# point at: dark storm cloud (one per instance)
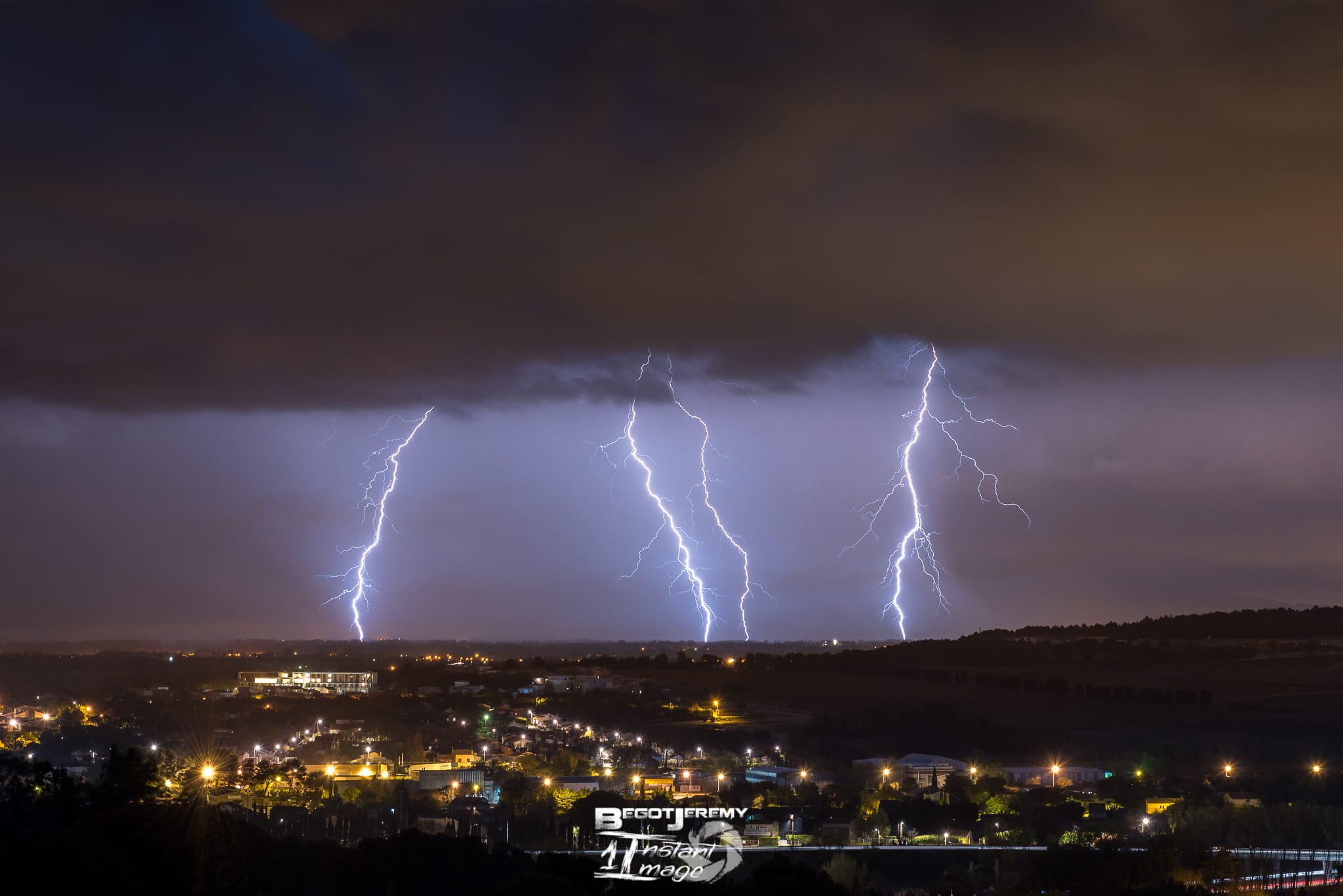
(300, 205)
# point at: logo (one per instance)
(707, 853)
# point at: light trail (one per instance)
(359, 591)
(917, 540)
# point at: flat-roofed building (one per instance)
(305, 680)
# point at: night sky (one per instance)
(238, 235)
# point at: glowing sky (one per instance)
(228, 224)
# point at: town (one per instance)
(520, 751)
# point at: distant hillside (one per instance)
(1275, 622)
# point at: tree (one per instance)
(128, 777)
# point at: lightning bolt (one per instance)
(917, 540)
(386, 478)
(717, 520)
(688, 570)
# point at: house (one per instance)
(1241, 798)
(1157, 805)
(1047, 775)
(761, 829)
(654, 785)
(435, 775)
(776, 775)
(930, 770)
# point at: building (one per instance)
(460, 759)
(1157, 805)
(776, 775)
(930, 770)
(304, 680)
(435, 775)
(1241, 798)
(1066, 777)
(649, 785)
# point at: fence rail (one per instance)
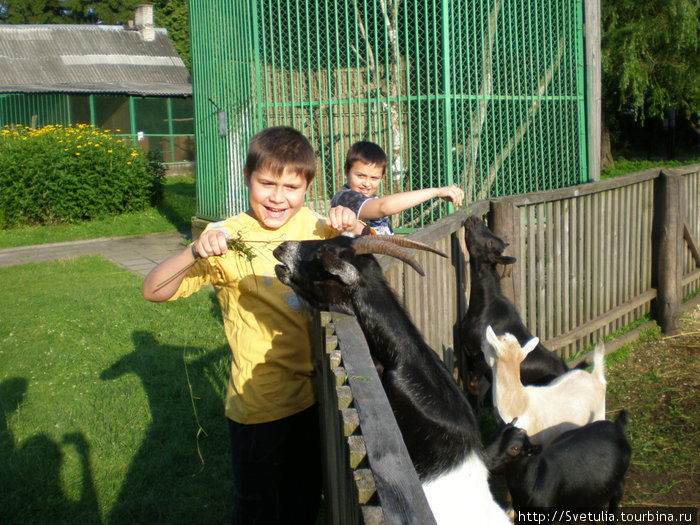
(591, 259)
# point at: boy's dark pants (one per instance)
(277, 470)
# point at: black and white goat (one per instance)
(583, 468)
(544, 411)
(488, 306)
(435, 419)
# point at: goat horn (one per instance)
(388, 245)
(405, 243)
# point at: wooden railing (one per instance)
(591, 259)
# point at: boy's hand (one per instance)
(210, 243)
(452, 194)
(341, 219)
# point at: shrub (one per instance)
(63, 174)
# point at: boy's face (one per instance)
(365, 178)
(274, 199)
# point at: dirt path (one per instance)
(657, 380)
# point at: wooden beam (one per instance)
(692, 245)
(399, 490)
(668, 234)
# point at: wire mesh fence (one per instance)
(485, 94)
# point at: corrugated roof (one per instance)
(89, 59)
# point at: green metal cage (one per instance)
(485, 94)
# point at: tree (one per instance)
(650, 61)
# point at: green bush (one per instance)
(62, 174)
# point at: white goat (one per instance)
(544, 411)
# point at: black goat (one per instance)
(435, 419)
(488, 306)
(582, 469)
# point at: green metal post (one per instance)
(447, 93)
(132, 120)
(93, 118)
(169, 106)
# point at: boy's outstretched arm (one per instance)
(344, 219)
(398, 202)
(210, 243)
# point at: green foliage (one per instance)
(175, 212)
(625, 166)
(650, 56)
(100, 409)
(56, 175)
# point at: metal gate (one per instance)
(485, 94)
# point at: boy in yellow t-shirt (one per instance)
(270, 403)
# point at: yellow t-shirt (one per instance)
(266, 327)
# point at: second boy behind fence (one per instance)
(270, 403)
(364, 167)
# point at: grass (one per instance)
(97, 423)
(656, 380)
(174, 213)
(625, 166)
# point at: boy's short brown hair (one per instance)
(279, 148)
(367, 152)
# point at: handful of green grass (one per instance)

-=-=-

Only the lines from the one with "# point at: metal gate (one per instance)" to the end of the listing are wanted. Print them exactly, keeping both ends.

# point at: metal gate (one per instance)
(485, 94)
# point at: boy in yellow t-shirt (one per instance)
(270, 403)
# point at: yellow t-shirt (one per instance)
(266, 327)
# point at: second boy behind fence (one per instance)
(270, 403)
(364, 167)
# point at: grass (one per instance)
(97, 423)
(656, 380)
(174, 213)
(625, 166)
# point at: boy's short brown hair (one per instance)
(279, 148)
(367, 152)
# point at: handful of green grass (one per instance)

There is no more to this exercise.